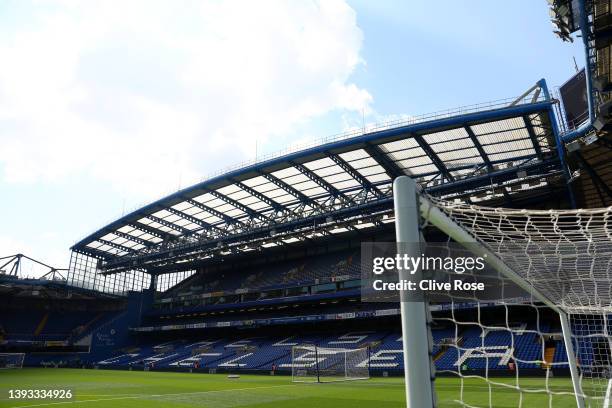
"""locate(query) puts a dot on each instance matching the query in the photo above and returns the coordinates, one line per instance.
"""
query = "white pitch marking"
(608, 390)
(152, 395)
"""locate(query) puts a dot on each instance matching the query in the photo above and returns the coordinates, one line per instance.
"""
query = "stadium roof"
(486, 151)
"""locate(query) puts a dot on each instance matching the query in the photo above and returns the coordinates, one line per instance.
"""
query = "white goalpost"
(562, 259)
(314, 364)
(11, 360)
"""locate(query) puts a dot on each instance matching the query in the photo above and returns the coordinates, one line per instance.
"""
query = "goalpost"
(561, 258)
(11, 360)
(310, 363)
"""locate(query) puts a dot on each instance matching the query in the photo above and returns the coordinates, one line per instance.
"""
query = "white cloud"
(137, 94)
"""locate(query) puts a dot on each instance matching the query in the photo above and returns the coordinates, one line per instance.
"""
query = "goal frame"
(318, 375)
(410, 206)
(22, 355)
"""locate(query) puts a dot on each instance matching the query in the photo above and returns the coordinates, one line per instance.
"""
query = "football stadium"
(250, 288)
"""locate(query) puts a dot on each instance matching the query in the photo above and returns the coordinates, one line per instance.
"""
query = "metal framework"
(12, 265)
(495, 150)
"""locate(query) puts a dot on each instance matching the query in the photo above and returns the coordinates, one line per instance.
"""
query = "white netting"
(11, 360)
(325, 364)
(506, 355)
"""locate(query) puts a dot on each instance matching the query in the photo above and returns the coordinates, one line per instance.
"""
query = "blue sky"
(105, 107)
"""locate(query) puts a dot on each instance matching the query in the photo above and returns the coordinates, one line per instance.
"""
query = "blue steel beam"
(389, 166)
(303, 198)
(374, 137)
(227, 219)
(483, 181)
(354, 173)
(178, 228)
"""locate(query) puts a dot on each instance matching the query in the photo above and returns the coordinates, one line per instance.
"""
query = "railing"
(405, 120)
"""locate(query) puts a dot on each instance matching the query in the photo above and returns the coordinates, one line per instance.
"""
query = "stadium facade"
(232, 273)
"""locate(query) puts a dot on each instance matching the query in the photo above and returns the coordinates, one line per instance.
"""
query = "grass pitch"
(134, 389)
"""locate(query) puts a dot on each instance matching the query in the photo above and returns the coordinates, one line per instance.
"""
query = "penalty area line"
(136, 396)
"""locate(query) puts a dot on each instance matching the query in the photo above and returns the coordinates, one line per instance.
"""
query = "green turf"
(105, 388)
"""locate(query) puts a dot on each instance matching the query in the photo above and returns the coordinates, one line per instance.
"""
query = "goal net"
(311, 363)
(11, 360)
(550, 347)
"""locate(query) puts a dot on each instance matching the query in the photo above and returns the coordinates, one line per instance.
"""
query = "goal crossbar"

========

Requirement
Transcribe everything above exactly. Do not include the pictures.

Written solution
"""locate(query) puts a dot on each instance matching the query in the photo above and returns the coordinates, one line per instance.
"""
query = "white pitch marking"
(608, 390)
(152, 395)
"""locate(query) puts a dot on each instance matching the query in the photo above and returns the coordinates, one line per instance.
"""
query = "stadium roof"
(486, 151)
"""locate(query) puts a dot on each instance matching the query in the photo above and returns the coordinates, one line per instance.
"""
query = "white goalpost"
(562, 259)
(314, 364)
(11, 360)
"""locate(query) puts a dot on each instance matching the query in the photo above and returns the coordinates, one line per instance.
"""
query = "goalpost"
(561, 258)
(11, 360)
(310, 363)
"""locate(query) puts a dot on each instance matching the query in the photo above and returns the coordinates, one line per instance.
"""
query = "white cloud"
(137, 94)
"""locate(query) puts a dot on each instance matching the query in the photo above and returns the coordinates, one line per instance.
"""
query = "goal frame"
(318, 375)
(410, 206)
(22, 355)
"""locate(query) puts a dot on each instance matching the query in the photo above and returns the coordinates, one line per instance.
"""
query = "football stadium"
(250, 288)
"""locate(query) puts a dot on each instance matching the query in the photo above and returns the coordinates, one line per instance.
"""
query = "metal framework"
(12, 265)
(495, 150)
"""locate(query) puts a dot on each instance matching the query in the photo above and returns the coordinates, one line per instance.
"""
query = "white netting"
(11, 360)
(325, 364)
(506, 355)
"""locate(query) puts a dot on each instance matching the query in the photo above and returns the coordinates, one line per instance.
"""
query = "blue sky"
(105, 107)
"""locate(query) puts a dot on each instance matching the query in the photo above and returns the coordinates, one line per instance.
"""
query = "blue steel beam"
(389, 166)
(303, 198)
(374, 137)
(227, 219)
(483, 181)
(354, 173)
(178, 228)
"""locate(query) puts a dot on each instance matching the query in the photo above and returns the coordinates, one line per instance.
"""
query = "railing"
(405, 120)
"""locate(query) puts a dot on each instance matching the query in the photo above and returns the coordinates, one line per instance.
"""
query = "stadium facade"
(232, 273)
"""locate(query) puts a dot on each instance matching the query in the photo above and returns the coordinates, one line per instance.
"""
query = "grass pitch"
(134, 389)
"""locate(query) puts a dot on each instance matching the query in the photo above and returns the coordinates, one line per instance.
"""
query = "penalty area line"
(136, 396)
"""locate(query) puts a dot on each instance matching the query in the photo above and returns the coordinates, one line per instance.
"""
query = "green turf"
(105, 388)
"""locate(query) puts a dot on each instance matching the query in the photo above and returns the coordinates, one line per instance.
"""
query = "goal net"
(311, 363)
(11, 360)
(550, 347)
"""locate(query) puts a dot on each instance matching the query in the photo above and returns the coordinates, one line per instance.
"""
query = "goal crossbar"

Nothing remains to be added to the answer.